EXCERPTED RECORDS:
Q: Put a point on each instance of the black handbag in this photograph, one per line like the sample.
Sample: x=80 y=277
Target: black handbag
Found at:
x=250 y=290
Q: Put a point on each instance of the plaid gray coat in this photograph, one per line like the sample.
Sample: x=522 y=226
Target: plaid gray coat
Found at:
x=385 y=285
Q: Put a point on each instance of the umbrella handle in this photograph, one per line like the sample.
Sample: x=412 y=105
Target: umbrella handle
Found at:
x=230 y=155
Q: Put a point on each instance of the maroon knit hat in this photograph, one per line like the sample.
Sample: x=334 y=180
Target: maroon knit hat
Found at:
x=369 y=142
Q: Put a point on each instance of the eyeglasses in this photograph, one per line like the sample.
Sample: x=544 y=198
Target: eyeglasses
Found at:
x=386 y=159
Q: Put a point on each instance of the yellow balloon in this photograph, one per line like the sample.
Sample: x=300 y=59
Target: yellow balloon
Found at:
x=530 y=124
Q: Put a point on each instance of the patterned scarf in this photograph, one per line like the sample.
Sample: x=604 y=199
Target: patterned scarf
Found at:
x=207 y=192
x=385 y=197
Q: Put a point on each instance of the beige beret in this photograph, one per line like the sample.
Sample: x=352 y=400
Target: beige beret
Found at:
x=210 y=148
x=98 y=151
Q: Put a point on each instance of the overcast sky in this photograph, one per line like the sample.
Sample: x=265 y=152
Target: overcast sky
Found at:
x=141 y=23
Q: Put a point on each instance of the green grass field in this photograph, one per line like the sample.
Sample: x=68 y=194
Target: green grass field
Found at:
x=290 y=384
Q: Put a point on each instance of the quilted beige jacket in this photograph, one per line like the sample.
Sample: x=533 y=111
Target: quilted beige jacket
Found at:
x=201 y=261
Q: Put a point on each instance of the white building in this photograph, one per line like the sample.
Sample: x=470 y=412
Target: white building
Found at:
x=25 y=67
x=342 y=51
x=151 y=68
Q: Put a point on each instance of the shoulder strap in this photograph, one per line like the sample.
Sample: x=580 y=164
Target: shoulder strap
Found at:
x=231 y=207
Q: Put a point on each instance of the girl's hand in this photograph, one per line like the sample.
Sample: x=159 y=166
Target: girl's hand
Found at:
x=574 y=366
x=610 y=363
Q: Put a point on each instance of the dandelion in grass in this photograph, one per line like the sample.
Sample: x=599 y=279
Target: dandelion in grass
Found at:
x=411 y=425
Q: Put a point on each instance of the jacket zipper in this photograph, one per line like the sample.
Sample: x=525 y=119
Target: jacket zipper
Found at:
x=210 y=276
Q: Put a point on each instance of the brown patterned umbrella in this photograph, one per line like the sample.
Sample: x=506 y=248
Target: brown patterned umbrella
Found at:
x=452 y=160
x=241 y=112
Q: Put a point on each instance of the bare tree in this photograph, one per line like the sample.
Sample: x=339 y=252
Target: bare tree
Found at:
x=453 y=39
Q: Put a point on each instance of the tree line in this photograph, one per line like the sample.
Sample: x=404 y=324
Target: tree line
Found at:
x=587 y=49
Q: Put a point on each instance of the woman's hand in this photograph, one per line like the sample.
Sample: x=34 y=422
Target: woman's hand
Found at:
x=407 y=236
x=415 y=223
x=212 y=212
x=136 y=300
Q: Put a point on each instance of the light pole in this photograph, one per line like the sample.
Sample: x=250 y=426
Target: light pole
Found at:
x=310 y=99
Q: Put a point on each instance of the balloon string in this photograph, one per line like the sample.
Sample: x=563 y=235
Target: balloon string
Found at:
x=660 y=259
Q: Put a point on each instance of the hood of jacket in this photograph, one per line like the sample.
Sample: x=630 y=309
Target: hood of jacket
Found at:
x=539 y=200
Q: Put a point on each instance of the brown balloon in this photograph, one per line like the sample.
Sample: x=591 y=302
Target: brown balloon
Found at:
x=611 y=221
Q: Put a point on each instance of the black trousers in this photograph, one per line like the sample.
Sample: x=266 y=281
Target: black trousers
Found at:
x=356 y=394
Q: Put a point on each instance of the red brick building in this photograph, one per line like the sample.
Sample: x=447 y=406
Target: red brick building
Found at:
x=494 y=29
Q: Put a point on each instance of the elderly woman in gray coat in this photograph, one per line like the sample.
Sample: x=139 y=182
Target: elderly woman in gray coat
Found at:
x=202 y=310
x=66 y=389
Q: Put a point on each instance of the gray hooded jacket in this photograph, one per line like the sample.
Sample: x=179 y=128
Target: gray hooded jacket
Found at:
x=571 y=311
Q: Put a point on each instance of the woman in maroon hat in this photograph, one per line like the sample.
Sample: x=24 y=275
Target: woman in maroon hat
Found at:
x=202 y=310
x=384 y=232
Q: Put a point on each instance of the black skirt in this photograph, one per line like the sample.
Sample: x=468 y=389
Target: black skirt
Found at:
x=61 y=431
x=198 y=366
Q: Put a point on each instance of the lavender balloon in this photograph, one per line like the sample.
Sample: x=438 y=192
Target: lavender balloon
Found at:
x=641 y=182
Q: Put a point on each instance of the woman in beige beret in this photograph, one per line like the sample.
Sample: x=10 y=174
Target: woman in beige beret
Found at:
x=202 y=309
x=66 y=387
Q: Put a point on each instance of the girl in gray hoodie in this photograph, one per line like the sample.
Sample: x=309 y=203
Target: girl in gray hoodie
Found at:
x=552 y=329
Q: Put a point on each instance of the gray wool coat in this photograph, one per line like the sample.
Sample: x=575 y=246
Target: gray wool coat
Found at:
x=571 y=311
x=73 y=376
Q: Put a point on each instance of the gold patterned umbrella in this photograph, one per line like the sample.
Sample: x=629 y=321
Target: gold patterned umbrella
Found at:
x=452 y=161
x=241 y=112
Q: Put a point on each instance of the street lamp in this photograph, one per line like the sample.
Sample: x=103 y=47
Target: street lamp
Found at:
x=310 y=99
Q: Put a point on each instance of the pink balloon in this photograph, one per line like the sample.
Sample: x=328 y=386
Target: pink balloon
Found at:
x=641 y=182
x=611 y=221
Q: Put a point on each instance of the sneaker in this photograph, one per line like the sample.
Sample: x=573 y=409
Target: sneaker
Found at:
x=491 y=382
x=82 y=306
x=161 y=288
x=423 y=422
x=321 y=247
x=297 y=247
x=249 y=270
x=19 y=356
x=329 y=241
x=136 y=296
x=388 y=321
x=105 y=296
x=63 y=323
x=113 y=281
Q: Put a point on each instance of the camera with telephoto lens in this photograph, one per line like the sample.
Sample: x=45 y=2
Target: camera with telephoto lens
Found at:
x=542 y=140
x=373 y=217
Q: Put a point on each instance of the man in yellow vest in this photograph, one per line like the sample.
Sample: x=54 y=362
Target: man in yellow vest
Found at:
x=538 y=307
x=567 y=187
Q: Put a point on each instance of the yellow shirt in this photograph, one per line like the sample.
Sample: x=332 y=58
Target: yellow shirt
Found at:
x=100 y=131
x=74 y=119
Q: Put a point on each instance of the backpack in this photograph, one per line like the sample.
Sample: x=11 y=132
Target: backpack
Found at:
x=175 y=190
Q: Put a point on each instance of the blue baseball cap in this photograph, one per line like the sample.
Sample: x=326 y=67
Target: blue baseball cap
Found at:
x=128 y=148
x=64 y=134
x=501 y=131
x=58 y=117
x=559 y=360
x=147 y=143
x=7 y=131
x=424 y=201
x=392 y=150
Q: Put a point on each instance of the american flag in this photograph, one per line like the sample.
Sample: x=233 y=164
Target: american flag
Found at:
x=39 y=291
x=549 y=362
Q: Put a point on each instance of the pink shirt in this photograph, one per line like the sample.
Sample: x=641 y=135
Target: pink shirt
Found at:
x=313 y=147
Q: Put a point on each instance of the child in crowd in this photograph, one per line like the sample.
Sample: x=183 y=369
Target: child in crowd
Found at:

WORK REQUIRED: Restate every line of the data above exactly as it was written.

RESPONSE AREA:
Q: Put a point on each instance of the black handbag in this photograph, one per line like the sample.
Sample: x=80 y=277
Target: black handbag
Found at:
x=250 y=290
Q: Put a point on each instance of the plaid gray coat in this photograph, one per line like the sample.
Sample: x=522 y=226
Target: plaid gray coat
Found at:
x=385 y=285
Q: Put a point on each instance of the umbrella handle in this photograph, one per line like the sample.
Sample: x=412 y=105
Target: umbrella handle
Found at:
x=230 y=155
Q: Put a point on each instance of the maroon knit hat in this photograph, one per line like the sample.
Sample: x=334 y=180
Target: maroon knit hat
Found at:
x=369 y=142
Q: Put a point on each instance of the eyeglasses in this photograph, one per line like the sample.
Sample: x=544 y=198
Target: eyeglasses
Found at:
x=386 y=159
Q: Put a point on each instance of the yellow balloon in this photograph, one per line like the sample.
Sample: x=300 y=59
Target: yellow balloon
Found at:
x=530 y=124
Q: Put a point on each instance of the patterned scarf in this photograph, one per line like the sample.
Sample: x=604 y=199
Target: patterned scarf
Found at:
x=207 y=192
x=385 y=197
Q: Put a point on each instance of the beige beret in this photograph, one per line like the sample.
Sample: x=352 y=400
Target: beige beret
Found at:
x=210 y=148
x=98 y=151
Q: Put a point on each instance of the overcast sky in this photograph, one per line like the sample.
Sample: x=265 y=152
Target: overcast sky
Found at:
x=141 y=23
Q: Put a point on each instance of the green grass field in this photograph, one per line like the sample.
Sample: x=68 y=194
Target: green grass field
Found at:
x=290 y=384
Q: Put a point on each instance of the quilted beige jacket in this photograph, one per line like the sample.
Sample: x=533 y=111
Target: quilted beige jacket
Found at:
x=201 y=261
Q: Put a point on each instance of the white building in this photograph, one per line like the sample.
Sample: x=470 y=412
Target: white building
Found at:
x=25 y=67
x=342 y=51
x=151 y=68
Q: Put a point on each instance of the shoulder strap in this photograph, one per line like the sample.
Sample: x=580 y=164
Target: shoulder strap
Found at:
x=231 y=207
Q: Put a point on each instance of the girl's hand in this photograph, one per line like the sample.
Sample: x=159 y=166
Target: girl's hand
Found at:
x=574 y=366
x=610 y=363
Q: Put a point on each instance of the dandelion in grass in this photograph, one per line like the sample.
Sample: x=599 y=279
Target: dandelion in grass
Found at:
x=411 y=425
Q: Put a point on each instance of the jacket zipper in this photograph, one per line like the sample.
Sample: x=525 y=119
Target: jacket zipper
Found at:
x=210 y=276
Q: Put a point on each instance of the brown patterned umbrella in this photograph, one per line like the sample.
Sample: x=506 y=248
Target: brown patterned umbrella
Found at:
x=452 y=160
x=241 y=112
Q: Put a point on each instance of the bare tree in this photograph, one per line like the sample.
Sample: x=339 y=252
Target: bare tree
Found at:
x=453 y=39
Q: Put a point on each instance of the tree line in this photograph, one per line like the sample.
Sample: x=404 y=324
Target: tree line
Found at:
x=587 y=49
Q: Put a point on each instance of the woman's hand in this photograph, one per line like the sample.
Sample: x=34 y=422
Target: woman's hand
Found at:
x=407 y=236
x=415 y=223
x=212 y=212
x=136 y=300
Q: Put a point on each instance of the light pole in this photograph, one per line like the sample.
Sample: x=250 y=426
Target: light pole
Found at:
x=310 y=99
Q: Put a point on each instance of the balloon string in this photograph, one per line like the sample.
Sample: x=563 y=235
Target: balloon string
Found at:
x=660 y=259
Q: Put a point on each instance of the hood of jacket in this photograph, one per line like the sample.
Sample: x=630 y=309
Target: hood of jacket
Found at:
x=539 y=200
Q: Put a point on each instance of the brown balloon in this photograph, one per line like the sample.
Sample: x=591 y=302
Target: brown balloon
Found at:
x=611 y=221
Q: Put a point on each instance of the black trousers in this photograph, one per line like the sample.
Sample: x=266 y=281
Target: black trousers
Found at:
x=356 y=394
Q: Put a point on each instance of the red brick building in this photograph, one per line like the sample.
Sample: x=447 y=406
Target: red brick building
Found at:
x=494 y=29
Q: Put a point on each instance of the elderly woman in gray coat in this photograph, one per line like the sample.
Sample: x=139 y=182
Target: elderly woman in gray coat
Found at:
x=202 y=310
x=66 y=389
Q: Put a point on each instance of the gray hooded jacket in this photograph, one per line like the sample.
Sample: x=179 y=128
Target: gray hooded jacket
Found at:
x=571 y=311
Q: Put a point on each instance of the woman in maroon hat in this photograph, one per line like the sample.
Sample: x=24 y=275
Target: woman in maroon hat
Found at:
x=202 y=310
x=384 y=232
Q: Put a point on each instance of the black skirt in this photograph, one per line like the sample.
Sample: x=468 y=389
Target: black skirt
Found at:
x=61 y=431
x=198 y=366
Q: Put a point on each instance of the lavender balloon in this photograph, one per line like the sample.
Sample: x=438 y=192
Target: lavender balloon
Found at:
x=641 y=182
Q: Put a point on each instance of the woman in beige beret in this photograph, one per line like the sample.
Sample: x=10 y=174
Target: woman in beige beret
Found at:
x=202 y=309
x=66 y=387
Q: Put a point on each instance of the girl in gray hoodie in this photograph, one per line like the sample.
Sample: x=309 y=203
Target: girl in gray hoodie
Found at:
x=552 y=329
Q: Put a point on each instance of the gray wool coat in this photograph, one per line like the sample.
Sample: x=575 y=246
Target: gray wool coat
Found at:
x=571 y=311
x=73 y=376
Q: Put a point on each instance of the gold patterned umbrella in this photograph, one per line like the sample.
Sample: x=629 y=321
Target: gold patterned umbrella
Found at:
x=452 y=161
x=241 y=112
Q: Put a point on each instance of the street lamp in this photograph, one per line like the sample.
Sample: x=103 y=47
Target: street lamp
Found at:
x=310 y=99
Q: Put a point on each instance of the pink balloon in this photograph, one per line like the sample.
Sample: x=328 y=386
Target: pink balloon
Found at:
x=641 y=182
x=611 y=221
Q: Put a point on each instance of the sneaker in this photograph, one per line like the sample.
Sample: x=573 y=409
Target: sneaker
Found at:
x=491 y=382
x=82 y=306
x=161 y=288
x=423 y=422
x=321 y=247
x=297 y=247
x=249 y=270
x=19 y=356
x=329 y=241
x=136 y=296
x=388 y=321
x=105 y=296
x=63 y=323
x=113 y=281
Q: Put a point on each instance of the camera with telephoto lens in this photograph, one per line like the sample.
Sample: x=45 y=2
Target: camera with telephoto lens
Found at:
x=542 y=140
x=373 y=217
Q: Put a point on each instance of the man in yellow vest in this photograph, one per line like the sample.
Sample: x=54 y=362
Target: man in yellow vest
Found at:
x=538 y=307
x=567 y=187
Q: Put a point on each instance of the yellow shirt in this photograph, one per line like the sample.
Sample: x=332 y=58
Target: yellow shirt
Found at:
x=100 y=131
x=74 y=119
Q: Put a point on each instance of the backpack in this photograph, one per line like the sample.
Sample: x=11 y=132
Target: backpack
Found at:
x=175 y=190
Q: Put a point on each instance of the blue baseball cap in this photograph, one per line like the sample.
Sample: x=326 y=67
Target: blue baseball cap
Found at:
x=128 y=148
x=64 y=134
x=501 y=131
x=58 y=117
x=559 y=360
x=147 y=143
x=7 y=131
x=424 y=201
x=392 y=150
Q: Put a point on each instance of the american flag in this photograph, one per line like the sample.
Sample: x=233 y=164
Target: american flag
Found at:
x=39 y=291
x=549 y=362
Q: Put a point on each instance of the pink shirt in this photograph, one per line like the sample.
Sample: x=641 y=135
Target: pink shirt
Found at:
x=313 y=147
Q: Put a point on each instance of the child in crowd in this photograph, one per line like the sample.
Sample: x=183 y=369
Target: child in crowd
Found at:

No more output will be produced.